Stun gun charge too serious for Children's Court

A Judge has held that a youth's prosecution for using an electronic stun gun during a row is too serious to be dealt with in the Children's Court.

A Judge has held that a youth's prosecution for using an electronic stun gun during a row is too serious to be dealt with in the Children's Court.

Judge Clare Leonard said “having it is one thing, using it in these circumstances is another” and held that the case should be sent forward to the Dublin Circuit Criminal Court, which has wider sentencing powers.

The 17-year-old boy is charged with possessing the weapon and producing it during the course of a dispute, in south Dublin, on a date in February last year.

Garda John Sharkey, of Harcourt Terrace station, told Judge Leonard at the Dublin Children's Court that the teen and two other youths were allegedly involved in a row with two security men who had been guarding a construction site.

“The accused produced an electronic stun gun and used it on members of the security staff,” he said adding that the weapon was “designed to incapacitate a person.”

He added that the rectangular shaped stun gun, which was about five inches in length, discharged an electric current from two prongs at its top, and could not have been bought legally by the teen in Ireland.

Extracted material ▸
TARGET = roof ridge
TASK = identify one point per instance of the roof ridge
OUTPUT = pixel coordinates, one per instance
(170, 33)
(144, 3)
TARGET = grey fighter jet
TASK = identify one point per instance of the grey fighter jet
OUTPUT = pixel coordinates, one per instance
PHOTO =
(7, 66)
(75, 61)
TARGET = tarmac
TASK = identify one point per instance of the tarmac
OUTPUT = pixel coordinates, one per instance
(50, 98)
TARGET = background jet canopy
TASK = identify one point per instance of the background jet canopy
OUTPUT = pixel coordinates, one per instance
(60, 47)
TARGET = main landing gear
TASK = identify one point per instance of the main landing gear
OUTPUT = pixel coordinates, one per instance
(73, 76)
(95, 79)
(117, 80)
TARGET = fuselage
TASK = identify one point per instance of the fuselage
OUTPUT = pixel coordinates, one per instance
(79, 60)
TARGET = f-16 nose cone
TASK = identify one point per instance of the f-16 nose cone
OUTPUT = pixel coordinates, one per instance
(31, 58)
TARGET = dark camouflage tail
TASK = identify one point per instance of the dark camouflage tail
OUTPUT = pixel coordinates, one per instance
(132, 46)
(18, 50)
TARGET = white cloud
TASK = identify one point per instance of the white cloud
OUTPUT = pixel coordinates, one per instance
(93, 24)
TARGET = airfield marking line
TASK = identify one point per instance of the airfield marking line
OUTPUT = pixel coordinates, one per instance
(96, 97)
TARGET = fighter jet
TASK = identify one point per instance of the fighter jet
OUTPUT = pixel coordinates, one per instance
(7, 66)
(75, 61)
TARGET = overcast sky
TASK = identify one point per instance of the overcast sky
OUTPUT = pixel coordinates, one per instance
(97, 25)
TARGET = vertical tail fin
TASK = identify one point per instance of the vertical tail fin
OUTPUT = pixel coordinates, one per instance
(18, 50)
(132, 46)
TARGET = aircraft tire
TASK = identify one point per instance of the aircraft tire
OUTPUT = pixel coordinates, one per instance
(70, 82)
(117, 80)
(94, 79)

What this exercise asks ▸
(A) Copy the stretch of the stun gun court report from "Garda John Sharkey, of" through "a construction site." word for word.
(B) Write the next part of the stun gun court report, picking up after its final sentence.
Leave the entries aside, as they have nothing to do with this.

Responses to the tasks ▸
(A)
Garda John Sharkey, of Harcourt Terrace station, told Judge Leonard at the Dublin Children's Court that the teen and two other youths were allegedly involved in a row with two security men who had been guarding a construction site.

(B)
He described the stun gun as being similar to Tasers, non-lethal weapons used by security forces including the Garda Emergency Response Unit.

The two men were taken to hospital but were not left with any visible scarring or further medical problems as a result of being stunned by the boy, the court was told.

Defence solicitor Maura Kiely pleaded for the case to be kept in the Children's Court. She said her client was aged 16 at the time and had been going through a difficult period. His mother was terminally ill and subsequently died.

The teenager had been abusing alcohol and had been carrying the stun gun, which he bought for €50, for his own protection, the court was also told.

However, Judge Leonard refused jurisdiction and the teen, who was accompanied to his case by a grandparent, was remanded on bail to appear again in June when he is to be served with the book of evidence in the case.